▸ **Lista de tareas**
A – Según el texto sobre el parto, ¿qué se agradecía en lugar de aborrecer el dolor?
B – En el texto sobre el parto, sustituya "trauma" por "miedo" y transcriba el fragmento que comienza con "A medida que" y sigue hasta "tenía ninguna alegría.".
C – Prolongue el texto sobre el parto a partir de su última oración.

▸ **Pasaje para revisar**

En lugar de aborrecer el dolor y desear que terminara, me encontré agradeciendo cada una de las contracciones. Me sentí bendecida por ser lo suficientemente afortunada como para dar a luz y porque mi cuerpo se estuviera preparando naturalmente para traer esta nueva vida al mundo.
A medida que mis contracciones se intensificaban, pensé en todas esas otras personas que estaban sufriendo dolor, un dolor mucho más severo que este, junto con el trauma y con el desamor. Su sufrimiento parecía innecesario e injusto. Su sufrimiento no tenía un fin inmediato, no tenía significado o propósito aparente ni tenía ninguna alegría.

▸ **Filas proporcionadas**
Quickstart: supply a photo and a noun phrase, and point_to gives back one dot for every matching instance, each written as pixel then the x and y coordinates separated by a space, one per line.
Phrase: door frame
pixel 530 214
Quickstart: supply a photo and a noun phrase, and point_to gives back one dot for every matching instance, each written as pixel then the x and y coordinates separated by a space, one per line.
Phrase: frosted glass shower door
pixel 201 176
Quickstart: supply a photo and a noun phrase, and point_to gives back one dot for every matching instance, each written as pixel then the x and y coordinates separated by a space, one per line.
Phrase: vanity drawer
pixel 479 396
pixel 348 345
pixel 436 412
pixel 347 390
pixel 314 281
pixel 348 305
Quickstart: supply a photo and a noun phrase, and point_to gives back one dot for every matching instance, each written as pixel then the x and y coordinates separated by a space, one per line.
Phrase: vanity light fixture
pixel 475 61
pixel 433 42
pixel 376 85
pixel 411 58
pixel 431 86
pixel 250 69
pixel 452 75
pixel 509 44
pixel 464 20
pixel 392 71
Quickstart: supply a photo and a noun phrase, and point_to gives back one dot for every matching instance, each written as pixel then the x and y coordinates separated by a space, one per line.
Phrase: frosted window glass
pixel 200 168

▸ **Resultados por tarea**
A – Cada una de las contracciones.

B –
A medida que mis contracciones se intensificaban, pensé en todas esas otras personas que estaban sufriendo dolor, un dolor mucho más severo que este, junto con el miedo y con el desamor. Su sufrimiento parecía innecesario e injusto. Su sufrimiento no tenía un fin inmediato, no tenía significado o propósito aparente ni tenía ninguna alegría.

C –
Oré para que el dolor que yo estaba experimentando fuera el único dolor que alguien tuviera que soportar. Había escuchado a mis amigas hablar sobre cómo ellas nunca tendrían un parto natural. Decían que, si no pudieran tener una epidural, nunca tendrían otro bebé. Luego, me acordé de aquellas amigas mías que todavía no habían podido concebir y su deseo de dar lo que fuera para sentir el dolor que otras intentan hacer desaparecer tan rápidamente. Me pregunté cuántas de las víctimas del atentado habrían pensado que podrían soportar y sobrevivir a tanto sufrimiento. Comprendí cómo hubieran rápidamente cambiado de lugar conmigo, lo rápido que hubieran cambiado su dolor por el dolor del parto.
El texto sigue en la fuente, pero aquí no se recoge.